** Begin AVAILABLE DATA **

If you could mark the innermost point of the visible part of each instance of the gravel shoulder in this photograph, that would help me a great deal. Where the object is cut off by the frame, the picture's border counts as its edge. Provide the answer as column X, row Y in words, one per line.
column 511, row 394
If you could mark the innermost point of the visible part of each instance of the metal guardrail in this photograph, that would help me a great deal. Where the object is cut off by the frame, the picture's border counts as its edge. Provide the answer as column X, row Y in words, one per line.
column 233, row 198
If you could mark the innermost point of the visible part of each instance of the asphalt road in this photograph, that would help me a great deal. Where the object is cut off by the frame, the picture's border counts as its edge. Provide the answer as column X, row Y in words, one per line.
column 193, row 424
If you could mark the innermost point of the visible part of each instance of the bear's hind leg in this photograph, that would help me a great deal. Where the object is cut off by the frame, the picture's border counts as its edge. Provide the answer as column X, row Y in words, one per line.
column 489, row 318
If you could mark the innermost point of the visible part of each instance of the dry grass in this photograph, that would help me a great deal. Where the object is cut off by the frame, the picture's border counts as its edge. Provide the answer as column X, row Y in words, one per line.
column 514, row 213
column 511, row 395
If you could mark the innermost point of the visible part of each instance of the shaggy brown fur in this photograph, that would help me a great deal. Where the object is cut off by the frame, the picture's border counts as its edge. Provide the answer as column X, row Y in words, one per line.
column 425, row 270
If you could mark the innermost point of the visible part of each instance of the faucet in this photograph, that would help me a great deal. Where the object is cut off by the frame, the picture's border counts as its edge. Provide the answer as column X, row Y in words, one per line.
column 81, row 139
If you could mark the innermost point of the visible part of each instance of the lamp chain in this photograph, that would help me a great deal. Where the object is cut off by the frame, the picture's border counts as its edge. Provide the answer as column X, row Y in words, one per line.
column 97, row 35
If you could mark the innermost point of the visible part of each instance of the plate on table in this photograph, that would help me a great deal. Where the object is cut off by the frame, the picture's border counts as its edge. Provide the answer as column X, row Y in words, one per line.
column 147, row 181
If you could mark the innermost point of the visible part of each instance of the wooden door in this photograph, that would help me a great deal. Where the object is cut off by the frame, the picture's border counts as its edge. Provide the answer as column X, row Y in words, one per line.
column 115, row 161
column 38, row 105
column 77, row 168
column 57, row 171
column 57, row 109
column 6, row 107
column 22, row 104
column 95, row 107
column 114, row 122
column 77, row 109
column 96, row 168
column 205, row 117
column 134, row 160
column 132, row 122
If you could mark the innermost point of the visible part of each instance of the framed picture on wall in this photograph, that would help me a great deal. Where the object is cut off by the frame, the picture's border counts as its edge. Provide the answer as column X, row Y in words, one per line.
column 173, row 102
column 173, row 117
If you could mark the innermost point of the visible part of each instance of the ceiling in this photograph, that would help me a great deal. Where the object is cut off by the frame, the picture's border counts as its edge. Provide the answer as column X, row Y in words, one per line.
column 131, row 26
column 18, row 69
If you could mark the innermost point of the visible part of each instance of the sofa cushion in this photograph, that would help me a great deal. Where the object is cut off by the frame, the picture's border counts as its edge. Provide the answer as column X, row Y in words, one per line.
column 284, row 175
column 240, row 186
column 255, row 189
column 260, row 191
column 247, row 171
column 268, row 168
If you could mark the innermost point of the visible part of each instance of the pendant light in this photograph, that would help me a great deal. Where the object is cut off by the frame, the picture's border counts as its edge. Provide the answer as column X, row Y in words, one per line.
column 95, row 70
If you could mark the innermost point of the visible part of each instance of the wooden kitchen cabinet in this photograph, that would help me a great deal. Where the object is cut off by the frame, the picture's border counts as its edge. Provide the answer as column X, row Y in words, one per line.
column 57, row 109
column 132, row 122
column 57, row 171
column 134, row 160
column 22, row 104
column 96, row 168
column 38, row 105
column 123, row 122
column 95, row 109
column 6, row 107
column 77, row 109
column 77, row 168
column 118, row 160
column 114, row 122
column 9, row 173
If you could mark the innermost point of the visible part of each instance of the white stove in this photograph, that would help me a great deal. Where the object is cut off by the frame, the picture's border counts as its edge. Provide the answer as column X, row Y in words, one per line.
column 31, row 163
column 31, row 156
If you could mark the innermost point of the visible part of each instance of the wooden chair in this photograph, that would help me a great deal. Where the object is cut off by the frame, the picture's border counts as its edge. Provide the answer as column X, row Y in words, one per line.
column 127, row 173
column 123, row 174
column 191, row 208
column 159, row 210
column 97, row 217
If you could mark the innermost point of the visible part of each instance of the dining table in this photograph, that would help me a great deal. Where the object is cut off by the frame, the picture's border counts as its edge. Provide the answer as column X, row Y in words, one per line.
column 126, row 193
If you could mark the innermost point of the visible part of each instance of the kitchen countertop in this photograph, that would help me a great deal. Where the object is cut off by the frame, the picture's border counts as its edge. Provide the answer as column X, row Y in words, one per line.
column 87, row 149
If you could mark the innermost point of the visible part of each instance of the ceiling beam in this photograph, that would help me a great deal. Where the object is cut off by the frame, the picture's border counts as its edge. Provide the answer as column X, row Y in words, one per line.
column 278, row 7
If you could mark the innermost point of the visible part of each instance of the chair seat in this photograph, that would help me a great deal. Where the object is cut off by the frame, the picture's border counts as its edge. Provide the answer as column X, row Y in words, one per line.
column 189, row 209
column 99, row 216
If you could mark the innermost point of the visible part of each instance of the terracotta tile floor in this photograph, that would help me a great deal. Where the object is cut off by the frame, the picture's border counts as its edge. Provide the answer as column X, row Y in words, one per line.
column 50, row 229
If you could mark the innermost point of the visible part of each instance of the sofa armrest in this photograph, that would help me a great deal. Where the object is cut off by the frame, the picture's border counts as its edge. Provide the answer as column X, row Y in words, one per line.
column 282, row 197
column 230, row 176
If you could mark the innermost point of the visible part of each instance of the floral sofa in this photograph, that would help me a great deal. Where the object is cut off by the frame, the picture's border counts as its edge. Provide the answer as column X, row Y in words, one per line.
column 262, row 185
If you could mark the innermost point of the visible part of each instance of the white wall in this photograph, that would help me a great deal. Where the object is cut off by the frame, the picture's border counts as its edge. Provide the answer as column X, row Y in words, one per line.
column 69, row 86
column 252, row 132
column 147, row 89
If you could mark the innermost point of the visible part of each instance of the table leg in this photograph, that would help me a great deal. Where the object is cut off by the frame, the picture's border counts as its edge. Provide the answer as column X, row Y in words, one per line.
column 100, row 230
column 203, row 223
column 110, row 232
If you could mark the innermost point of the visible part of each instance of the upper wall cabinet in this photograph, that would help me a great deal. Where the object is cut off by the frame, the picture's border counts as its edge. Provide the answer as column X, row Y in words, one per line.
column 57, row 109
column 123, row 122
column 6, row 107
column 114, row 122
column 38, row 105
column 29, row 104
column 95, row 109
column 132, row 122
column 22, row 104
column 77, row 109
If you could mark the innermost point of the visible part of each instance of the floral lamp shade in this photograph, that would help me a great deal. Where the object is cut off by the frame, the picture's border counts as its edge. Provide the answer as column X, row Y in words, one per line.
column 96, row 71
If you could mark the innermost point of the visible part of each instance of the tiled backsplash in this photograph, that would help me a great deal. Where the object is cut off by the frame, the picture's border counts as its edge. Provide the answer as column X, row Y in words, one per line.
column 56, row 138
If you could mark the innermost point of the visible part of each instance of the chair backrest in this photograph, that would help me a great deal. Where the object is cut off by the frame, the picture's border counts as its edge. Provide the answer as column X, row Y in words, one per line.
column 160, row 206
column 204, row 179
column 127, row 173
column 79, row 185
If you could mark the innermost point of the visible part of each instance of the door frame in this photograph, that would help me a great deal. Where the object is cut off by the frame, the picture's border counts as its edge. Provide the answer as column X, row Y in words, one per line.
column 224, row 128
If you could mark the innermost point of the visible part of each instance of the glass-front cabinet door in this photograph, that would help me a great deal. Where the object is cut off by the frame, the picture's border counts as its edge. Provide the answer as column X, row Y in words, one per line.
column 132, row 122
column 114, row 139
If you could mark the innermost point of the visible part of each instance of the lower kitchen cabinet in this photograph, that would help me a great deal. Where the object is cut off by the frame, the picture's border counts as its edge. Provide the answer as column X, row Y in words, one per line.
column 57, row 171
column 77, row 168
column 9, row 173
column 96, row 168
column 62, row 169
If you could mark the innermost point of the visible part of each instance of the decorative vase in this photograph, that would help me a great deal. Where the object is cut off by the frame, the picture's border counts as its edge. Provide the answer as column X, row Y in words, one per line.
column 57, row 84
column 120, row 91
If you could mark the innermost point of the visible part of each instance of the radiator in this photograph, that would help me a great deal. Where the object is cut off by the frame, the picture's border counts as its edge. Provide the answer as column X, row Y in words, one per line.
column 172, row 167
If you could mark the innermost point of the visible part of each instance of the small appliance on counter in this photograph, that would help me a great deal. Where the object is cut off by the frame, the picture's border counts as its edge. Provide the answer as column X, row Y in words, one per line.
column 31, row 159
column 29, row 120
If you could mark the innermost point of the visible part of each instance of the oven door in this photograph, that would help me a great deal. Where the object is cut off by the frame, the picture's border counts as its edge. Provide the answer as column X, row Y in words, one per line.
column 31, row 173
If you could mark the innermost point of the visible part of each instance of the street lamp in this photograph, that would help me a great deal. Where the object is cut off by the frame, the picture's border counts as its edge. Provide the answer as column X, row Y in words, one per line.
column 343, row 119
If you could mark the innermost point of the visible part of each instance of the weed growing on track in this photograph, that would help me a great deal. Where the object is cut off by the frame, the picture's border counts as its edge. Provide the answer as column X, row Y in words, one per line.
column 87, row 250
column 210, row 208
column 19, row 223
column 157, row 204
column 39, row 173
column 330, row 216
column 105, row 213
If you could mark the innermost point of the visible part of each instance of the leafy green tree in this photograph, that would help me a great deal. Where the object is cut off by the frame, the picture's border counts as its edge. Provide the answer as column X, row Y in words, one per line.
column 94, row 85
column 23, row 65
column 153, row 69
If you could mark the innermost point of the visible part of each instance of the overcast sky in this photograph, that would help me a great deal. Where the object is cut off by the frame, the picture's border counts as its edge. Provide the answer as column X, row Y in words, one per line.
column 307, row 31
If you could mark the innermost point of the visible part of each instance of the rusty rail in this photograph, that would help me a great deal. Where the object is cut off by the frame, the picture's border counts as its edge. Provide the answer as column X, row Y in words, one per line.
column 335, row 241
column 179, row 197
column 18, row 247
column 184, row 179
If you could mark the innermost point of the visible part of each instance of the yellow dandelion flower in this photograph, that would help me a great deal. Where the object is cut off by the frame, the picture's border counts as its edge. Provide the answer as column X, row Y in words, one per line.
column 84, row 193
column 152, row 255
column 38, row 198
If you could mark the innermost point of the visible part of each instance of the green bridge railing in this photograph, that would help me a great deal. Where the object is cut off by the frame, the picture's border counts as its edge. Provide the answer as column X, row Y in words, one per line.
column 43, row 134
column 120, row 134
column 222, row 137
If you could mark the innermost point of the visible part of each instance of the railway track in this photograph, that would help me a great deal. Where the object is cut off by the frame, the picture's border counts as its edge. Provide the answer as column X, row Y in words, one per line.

** End AVAILABLE DATA **

> **PROMPT**:
Reproduce everything above from the line containing "of the leafy" down to the line containing "column 184, row 179", including both of those lines, and nothing else.

> **COMPLETED TASK**:
If you could mark the innermost point of the visible part of each instance of the leafy green tree in this photograph, that would help me a great deal. Where the object is cut off by the frame, the picture's border counts as its edge. Provide the answer as column X, row Y in words, one per line.
column 94, row 85
column 23, row 65
column 153, row 69
If you could mark the innermost point of the visible part of each instance of the overcast sky in this photograph, that would help me a great deal. Where the object is cut off by the frame, the picture's border counts as its edge. Provide the answer as column X, row Y in words, one per line.
column 307, row 31
If you could mark the innermost point of the visible part of each instance of the rusty rail in this photograph, that would help me a great deal. Where the object is cut off by the frame, the picture's border counts as its edge. Provide the answer as column X, row Y in words, one per line.
column 335, row 241
column 179, row 197
column 18, row 247
column 184, row 179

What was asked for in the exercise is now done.